Selected extract
┏━━

By Scott B. MacDonald

The Japanese government is not happy with the rating agencies and hates the idea that its ratings could end up at the same level as the small African country of Botswana. The government has demanded Moody's, S&P and Fitch explain their reasons for lowering the rating from AAA to mid-AA, with the possibility for further downgrades. Poking at the rating agencies is not a good approach. Indeed, the strategy is likely to fail as the Japanese government is giving the agencies more space to communicate their criticism.

The views of all three major rating agencies are now well known. The key issues of concern are Japan's massive build-up in public sector debt (140% of GDP and going higher), ongoing large fiscal deficits and a troubled banking sector overburdened with bad debt, much of it from a decade earlier. In addition, deflation, dysfunctional and protected sectors of the economy, ongoing resistance to structural reform, and a rapidly aging population all have troubling implications. What makes all of this an issue to the rating agencies is how Japan compares with other countries in terms of key ratios and the government's approach, especially in terms of timing.

Japanese officials have stated that public sector debt is not a problem and do not see it falling until later in the decade. Yet Japan is easily leading the way to higher levels of public sector debt among G-7 economies. While most of this debt is held by Japanese investors, it is still growing and will someday have to be repaid. At some point there is a confidence issue - can the government make its repayments without borrowing more money? If not, how comfortable is an investor holding bonds only as good as what the next investor is willing to back?

There are a number of other ratios that draw concern from the rating agencies, but most significant is the primary budget balance. This is where a government usually generates money to pay the interest on debt. Japan has run a deficit in its primary balance since 1993 and was -5.1% of GDP in 2001, compared to surpluses in Italy (4.2% of GDP), Belgium (5.7%) and the United States (2.9%).

It has also been asked why the United States during the late 1980s and early 1990s, with large budget deficits and foreign funding via U.S. Treasury bonds, did not receive a downgrade. Although the rating agencies did not downgrade the United States nor change their outlook to negative, they did warn about the dangers of failing to address these issues. An important difference between the U.S. and Japan is timing. Following the U.S. economic slowdown of 1989/1990, the United States undertook structural reforms, including the cleaning up of its bad bank debt, in a relatively short period. Public sector debt to GDP peaked in 1993 at 75.8%, while the budget deficit peaked in 1992 at 5.9% of GDP. Japan's bubble economy burst at the end of the 1980s and problems from that period are still very much in evidence.

┗━━

[Records from a data source]
┏━━

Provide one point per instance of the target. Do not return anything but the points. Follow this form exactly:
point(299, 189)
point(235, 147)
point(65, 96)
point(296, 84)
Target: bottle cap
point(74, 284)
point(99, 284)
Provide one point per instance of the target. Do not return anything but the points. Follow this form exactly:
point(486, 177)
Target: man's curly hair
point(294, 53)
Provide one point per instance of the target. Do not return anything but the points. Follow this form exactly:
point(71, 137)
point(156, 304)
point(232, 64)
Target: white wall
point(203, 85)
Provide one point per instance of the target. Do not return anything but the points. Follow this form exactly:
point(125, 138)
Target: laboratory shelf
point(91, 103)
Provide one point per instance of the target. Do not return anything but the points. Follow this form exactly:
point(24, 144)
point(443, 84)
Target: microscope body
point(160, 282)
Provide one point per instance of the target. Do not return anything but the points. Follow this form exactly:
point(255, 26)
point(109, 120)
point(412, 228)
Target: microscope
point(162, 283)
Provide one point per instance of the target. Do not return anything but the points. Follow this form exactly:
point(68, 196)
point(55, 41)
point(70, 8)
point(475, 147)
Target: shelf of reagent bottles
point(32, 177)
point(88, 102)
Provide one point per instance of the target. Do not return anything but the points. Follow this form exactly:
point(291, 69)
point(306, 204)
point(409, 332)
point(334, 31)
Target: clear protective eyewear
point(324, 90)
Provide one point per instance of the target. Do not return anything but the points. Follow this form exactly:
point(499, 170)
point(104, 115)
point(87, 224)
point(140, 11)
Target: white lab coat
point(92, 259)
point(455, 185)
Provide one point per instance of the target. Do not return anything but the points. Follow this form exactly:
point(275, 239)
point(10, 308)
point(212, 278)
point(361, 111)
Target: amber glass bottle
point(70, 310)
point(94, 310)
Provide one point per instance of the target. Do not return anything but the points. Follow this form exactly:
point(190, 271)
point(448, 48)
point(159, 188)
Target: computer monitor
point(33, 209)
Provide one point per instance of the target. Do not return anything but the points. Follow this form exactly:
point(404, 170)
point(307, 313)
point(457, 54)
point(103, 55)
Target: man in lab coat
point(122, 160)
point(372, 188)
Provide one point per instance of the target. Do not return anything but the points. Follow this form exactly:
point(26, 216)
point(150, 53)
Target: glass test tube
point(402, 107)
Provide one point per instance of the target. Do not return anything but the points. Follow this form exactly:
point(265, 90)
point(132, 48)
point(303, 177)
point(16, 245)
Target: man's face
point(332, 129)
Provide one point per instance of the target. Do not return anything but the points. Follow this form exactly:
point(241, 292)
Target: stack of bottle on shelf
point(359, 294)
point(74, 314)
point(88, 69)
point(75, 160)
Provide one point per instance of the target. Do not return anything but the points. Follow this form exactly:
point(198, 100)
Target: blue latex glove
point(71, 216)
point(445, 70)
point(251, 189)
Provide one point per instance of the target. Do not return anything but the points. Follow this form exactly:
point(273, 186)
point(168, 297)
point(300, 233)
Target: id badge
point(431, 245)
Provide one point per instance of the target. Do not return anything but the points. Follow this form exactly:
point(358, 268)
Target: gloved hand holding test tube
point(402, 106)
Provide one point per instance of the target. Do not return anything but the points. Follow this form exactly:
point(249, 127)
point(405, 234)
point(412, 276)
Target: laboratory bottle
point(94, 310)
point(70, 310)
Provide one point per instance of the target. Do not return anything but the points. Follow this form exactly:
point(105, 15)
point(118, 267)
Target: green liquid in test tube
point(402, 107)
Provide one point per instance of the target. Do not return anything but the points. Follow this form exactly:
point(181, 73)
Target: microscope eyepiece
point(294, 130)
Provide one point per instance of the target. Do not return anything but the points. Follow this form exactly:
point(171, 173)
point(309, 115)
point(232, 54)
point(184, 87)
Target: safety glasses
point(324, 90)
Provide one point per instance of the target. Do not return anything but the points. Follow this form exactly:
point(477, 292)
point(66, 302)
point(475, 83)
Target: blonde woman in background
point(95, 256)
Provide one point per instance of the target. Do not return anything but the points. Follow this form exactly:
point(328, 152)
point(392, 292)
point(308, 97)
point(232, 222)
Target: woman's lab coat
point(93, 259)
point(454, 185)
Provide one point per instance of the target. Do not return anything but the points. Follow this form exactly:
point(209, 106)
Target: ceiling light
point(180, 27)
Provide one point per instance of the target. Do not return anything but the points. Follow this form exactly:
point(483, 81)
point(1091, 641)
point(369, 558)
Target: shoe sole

┗━━

Exercise details
Give everything from "Japanese officials have" down to "willing to back?" in the commentary on Japan's credit ratings again, switching "confidence" to "trust".

Task output
Japanese officials have stated that public sector debt is not a problem and do not see it falling until later in the decade. Yet Japan is easily leading the way to higher levels of public sector debt among G-7 economies. While most of this debt is held by Japanese investors, it is still growing and will someday have to be repaid. At some point there is a trust issue - can the government make its repayments without borrowing more money? If not, how comfortable is an investor holding bonds only as good as what the next investor is willing to back?